* Problem *
Render every entry below as a two-column CSV with the columns instruction and bounding_boxes. Each row should hold one entry's text and its answer, each in a single quoted field with line breaks replaced by spaces, and the pictures should be left out.

* Source data *
----
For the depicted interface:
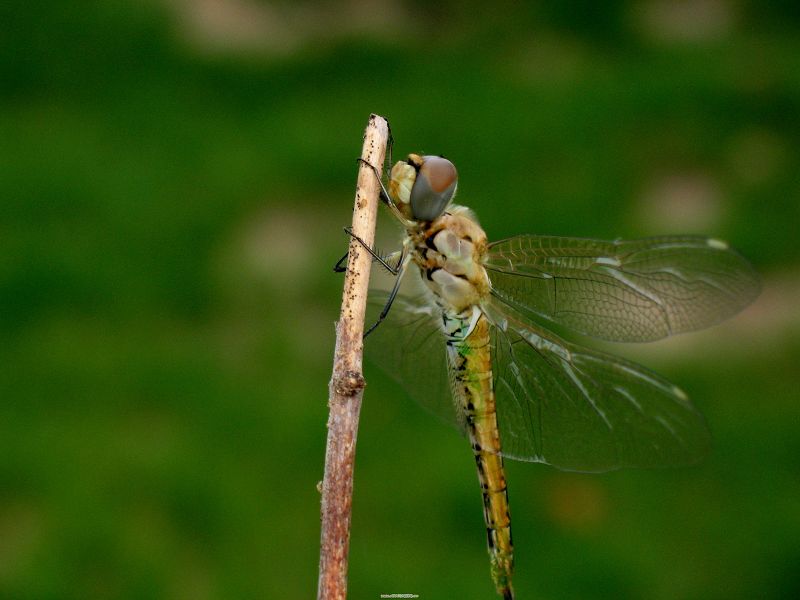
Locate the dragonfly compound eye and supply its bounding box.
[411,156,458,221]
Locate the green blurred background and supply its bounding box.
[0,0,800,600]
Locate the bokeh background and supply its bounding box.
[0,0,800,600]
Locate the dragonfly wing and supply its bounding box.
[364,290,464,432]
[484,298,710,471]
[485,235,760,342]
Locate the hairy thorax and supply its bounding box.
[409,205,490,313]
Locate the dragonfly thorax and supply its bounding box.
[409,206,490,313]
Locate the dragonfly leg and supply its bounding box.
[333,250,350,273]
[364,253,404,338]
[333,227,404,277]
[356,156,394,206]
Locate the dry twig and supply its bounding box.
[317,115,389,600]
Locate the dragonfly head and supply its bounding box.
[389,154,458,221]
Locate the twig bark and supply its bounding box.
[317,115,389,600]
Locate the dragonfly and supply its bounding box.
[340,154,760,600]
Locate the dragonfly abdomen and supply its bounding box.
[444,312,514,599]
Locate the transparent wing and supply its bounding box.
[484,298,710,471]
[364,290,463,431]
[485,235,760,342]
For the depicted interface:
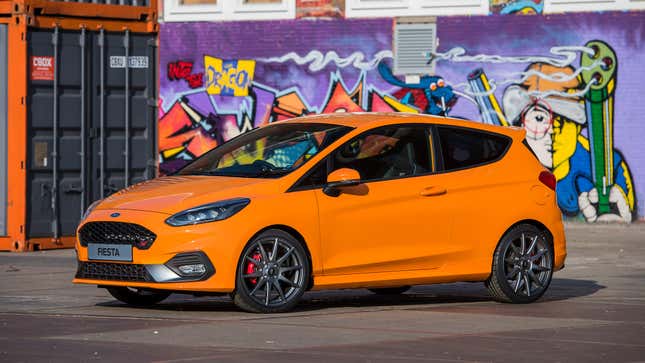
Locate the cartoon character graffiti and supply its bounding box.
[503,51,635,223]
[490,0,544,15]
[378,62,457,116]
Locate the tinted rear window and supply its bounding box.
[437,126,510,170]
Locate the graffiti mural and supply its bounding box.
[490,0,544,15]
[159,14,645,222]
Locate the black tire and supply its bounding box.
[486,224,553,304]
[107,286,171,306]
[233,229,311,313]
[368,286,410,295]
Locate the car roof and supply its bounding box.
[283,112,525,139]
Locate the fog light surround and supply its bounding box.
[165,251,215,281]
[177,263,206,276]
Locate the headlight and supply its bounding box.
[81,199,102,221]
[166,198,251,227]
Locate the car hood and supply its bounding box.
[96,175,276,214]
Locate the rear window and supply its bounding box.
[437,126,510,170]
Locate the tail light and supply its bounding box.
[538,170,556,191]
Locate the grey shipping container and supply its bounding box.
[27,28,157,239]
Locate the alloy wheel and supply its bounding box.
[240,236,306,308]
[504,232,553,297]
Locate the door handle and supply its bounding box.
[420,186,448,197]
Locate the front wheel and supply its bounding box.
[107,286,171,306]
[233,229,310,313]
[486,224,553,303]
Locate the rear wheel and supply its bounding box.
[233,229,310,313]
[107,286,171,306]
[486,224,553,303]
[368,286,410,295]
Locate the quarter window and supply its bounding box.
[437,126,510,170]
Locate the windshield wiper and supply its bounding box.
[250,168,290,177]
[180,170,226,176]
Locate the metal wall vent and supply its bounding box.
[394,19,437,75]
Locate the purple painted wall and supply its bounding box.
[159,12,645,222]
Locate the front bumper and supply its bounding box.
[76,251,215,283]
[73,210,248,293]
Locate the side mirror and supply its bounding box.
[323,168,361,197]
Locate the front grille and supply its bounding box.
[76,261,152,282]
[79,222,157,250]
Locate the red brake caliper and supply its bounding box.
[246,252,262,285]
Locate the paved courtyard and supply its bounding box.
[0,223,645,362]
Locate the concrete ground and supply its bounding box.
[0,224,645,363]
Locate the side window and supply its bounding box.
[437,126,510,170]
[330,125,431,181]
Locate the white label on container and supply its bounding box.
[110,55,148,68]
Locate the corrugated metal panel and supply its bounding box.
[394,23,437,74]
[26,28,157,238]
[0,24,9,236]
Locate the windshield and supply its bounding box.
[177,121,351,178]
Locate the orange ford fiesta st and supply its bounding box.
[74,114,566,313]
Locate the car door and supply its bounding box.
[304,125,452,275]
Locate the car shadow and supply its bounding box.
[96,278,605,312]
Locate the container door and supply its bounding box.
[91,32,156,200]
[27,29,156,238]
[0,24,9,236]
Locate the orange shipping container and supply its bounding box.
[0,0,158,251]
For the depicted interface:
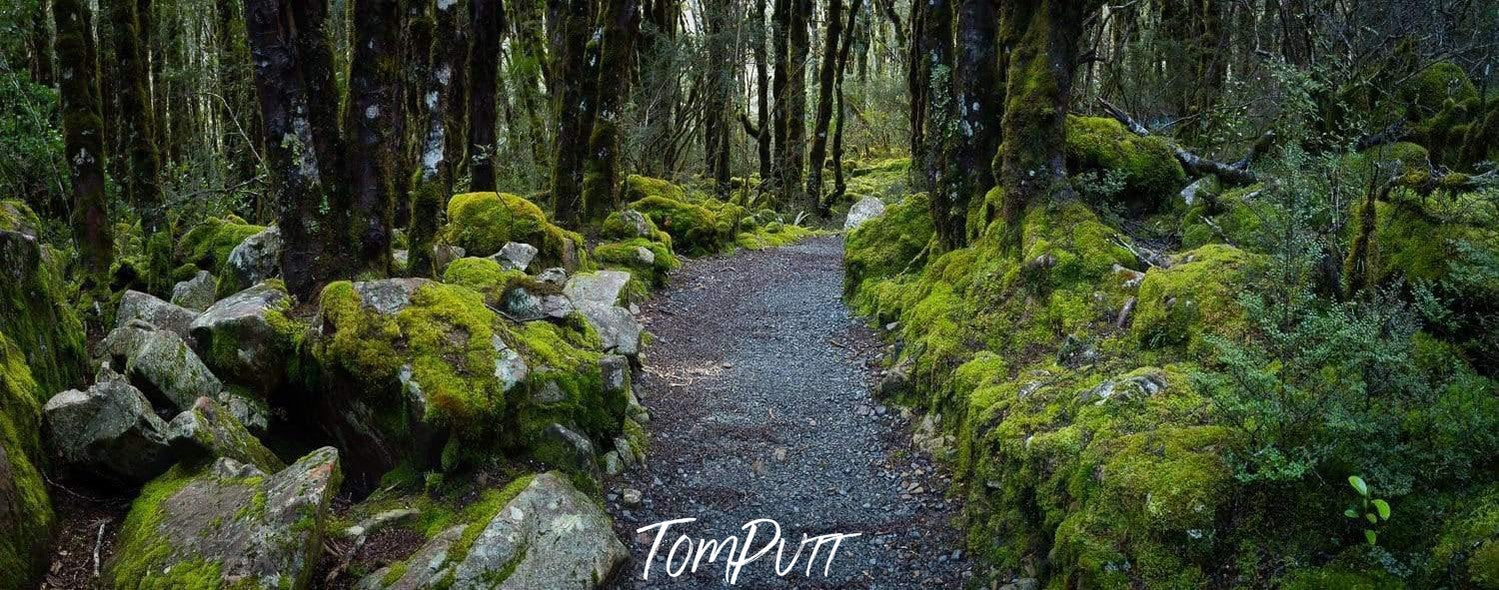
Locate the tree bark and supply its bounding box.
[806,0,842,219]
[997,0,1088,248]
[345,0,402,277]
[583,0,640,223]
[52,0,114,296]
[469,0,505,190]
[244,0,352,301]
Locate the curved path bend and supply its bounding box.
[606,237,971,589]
----
* Full solution *
instruction,bounding_boxes
"For the depicted interface: Locate the dragonfly compound eye and supply its bounding box.","[411,156,458,221]"
"Locate the green blurred background and supply its bounding box.","[0,0,800,600]"
"Locate the bokeh background and supply its bounding box.","[0,0,800,600]"
"Locate the dragonfly wing and supply its bounding box.","[364,290,464,432] [484,298,710,471] [485,235,760,342]"
"Locate the hairy thorax and supply its bounding box.","[409,205,490,313]"
"Locate the dragonfly thorax and supply its bounding box.","[409,206,490,313]"
"Locate the dragonfly leg and supply its bounding box.","[333,250,350,273] [364,253,404,338] [333,227,404,277] [356,156,394,206]"
"Locate the dry twig and supply its bounding box.","[317,115,389,600]"
"Locate the dragonfly head and supply its bounding box.","[389,154,458,221]"
"Locate the twig bark and supply its bounding box.","[317,115,389,600]"
"Locate the dragonfly and supply its bounding box.","[340,154,760,600]"
"Locate the dragonfly abdomen and supply its bounding box.","[444,312,514,599]"
"Locate the transparent wing and supply its bounding box.","[484,298,710,471] [364,290,463,431] [485,235,760,342]"
"For the depicted interface: Locate the cartoon character graffiti and supply its bounding box.","[503,51,635,223] [490,0,544,15] [378,62,457,116]"
"Locate the tinted rear window and supply its bounding box.","[437,126,510,170]"
"Locate the graffiti mural and supply its bounding box.","[490,0,544,15] [159,14,645,222]"
"Locate the black tire and supply its bounding box.","[486,224,553,304] [107,286,171,306] [233,229,311,313] [368,286,410,295]"
"Locate the car roof and supply its bounding box.","[283,112,525,139]"
"Locate the fog light surround and supply its bounding box.","[165,251,215,281] [177,263,206,276]"
"Locate the headlight and supply its bounding box.","[81,199,102,221] [166,198,251,227]"
"Locate the car hood and supply its bounding box.","[96,175,276,214]"
"Locate the rear window and supply its bounding box.","[437,126,510,170]"
"Locate the tail light and supply its bounding box.","[538,170,556,191]"
"Locate the grey shipping container and supply its bounding box.","[27,28,157,239]"
"Locate the alloy wheel and supply its bounding box.","[240,236,306,308] [504,232,553,297]"
"Locate the door handle and supply its bounding box.","[420,186,448,197]"
"Locate the front wheel and supply its bounding box.","[107,286,171,306] [233,229,310,313] [486,224,553,303]"
"Locate the rear wheel and supply its bounding box.","[233,229,310,313] [107,286,171,306] [486,224,553,303] [368,286,410,295]"
"Locate the quarter window and supply its bounding box.","[437,126,510,170]"
"Locate the windshield wiper and supply its bounding box.","[250,168,290,177] [180,170,226,176]"
"Locate the metal wall vent and supply its bounding box.","[394,19,437,75]"
"Locate the purple painted wall and supply its bounding box.","[159,12,645,222]"
"Locate the front bumper and supply its bounding box.","[76,251,215,283] [73,210,248,293]"
"Locate the side mirror and supply its bounding box.","[323,168,361,197]"
"Locate the front grille and supply its bounding box.","[76,261,152,282] [79,222,157,250]"
"Locate the red brake caliper and supply its bounding box.","[246,252,262,285]"
"Locate the paved courtyard and supply its bounding box.","[0,223,645,362]"
"Locate the concrete ground and supply its bounding box.","[0,224,645,363]"
"Locate the side window and supply its bounding box.","[437,126,510,170] [330,125,431,181]"
"Locate the white label on container and supply its bounding box.","[110,55,148,68]"
"Locate the corrugated metal panel and supply its bounding box.","[394,23,437,74] [26,28,157,238] [0,24,9,236]"
"Locate the windshield and supply its bounding box.","[177,121,351,178]"
"Locate the orange ford fiesta st and supply its bounding box.","[74,114,566,313]"
"Locate the car door and supply its bounding box.","[304,125,452,275]"
"Locate the car shadow and supply its bounding box.","[96,278,605,312]"
"Locate the container door and supply its bounding box.","[91,32,156,200] [27,29,156,238] [0,24,9,236]"
"Locate the orange shipping container and supply its bounding box.","[0,0,158,251]"
"For the depicted interface: Locate the tree bark and supply its bounding box.","[806,0,842,219] [997,0,1088,248] [345,0,402,277] [583,0,640,223] [52,0,114,296] [469,0,505,190] [244,0,352,301]"
"Locate the curved path bend and supply its bounding box.","[606,237,971,589]"